◆ COMPLETE THE FOLLOWING:
1) Translate this sentence from the drilling report into Spanish: "Contract drilling depreciation increased $3.1 million or 8%."
2) In the drilling report, what was utilization for the drilling rigs in the first nine months of 2007?
3) Output the part of the drilling report from "Our average dayrate" up to and including "through early 2008.".

Thirteen of these additional drilling rigs provided contract drilling services
in the first nine months of 2007 increasing drilling revenues by $27.7 million
or 5% of revenues in the first nine months of 2006. Revenues for rigs previously
owned declined $75.1 million or 14% from revenues in the first nine months
of
2006 and more than offset the increase in revenue from rigs added subsequent
to
the second quarter of 2006. Average rig utilization declined from 109.8 rigs
in
the first nine months of 2006 to 98.4 in the first nine months of 2007. The
decline in rig utilization decreased drilling revenues by $54.3 million while
increases in dayrates between the comparative nine months periods provided
additional revenue of $6.9 million partially offsetting utilization decreases.
Our average dayrate in the first nine months of 2007 was 2% higher than in
the first nine months of 2006. Utilization for our drilling rigs was
81% for the first nine months of 2007 and we anticipate utilization around
80%
through early 2008.
Drilling operating costs decreased $9.1 million or 4% between the comparative
nine month periods. Operating cost decreased as a result of 11 fewer rigs
operating between the comparative nine month periods. This decrease in operating
cost was partially offset by an increase in operating cost per day of $589
in
the first nine months of 2007 when compared with the first nine months of 2006
which includes $65 per day from a $1.8 million recognition of bad debt. The
majority of the increase in cost per day was attributable to indirect drilling
cost, truck expense and yard expense as the cost for services supporting our
rig
fleet continue to increase. Cost also increased, to a lesser extent,
from increases in direct drilling cost. With continued competition for qualified
labor and utilization continuing around the 80% level, we expect our drilling
rig expenses per day to remain steady or increase slightly over the remainder
of
2007. Contract drilling depreciation increased $3.1 million or 8%. The addition
of the 16 drilling rigs placed in service since February 2006 and the additional
assets acquired in the 2007 second quarter rig acquisition increased
depreciation with the increase partially offset by the effect of decreased
utilization.

◆ DATA BLOCK:
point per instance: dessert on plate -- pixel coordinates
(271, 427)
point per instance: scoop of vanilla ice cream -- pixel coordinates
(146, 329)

◆ TASK SOLUTIONS:
1) La depreciación de la perforación por contrato aumentó 3,1 millones de dólares, o un 8 %.

2) 81%

3)
Our average dayrate in the first nine months of 2007 was 2% higher than in
the first nine months of 2006. Utilization for our drilling rigs was
81% for the first nine months of 2007 and we anticipate utilization around
80%
through early 2008.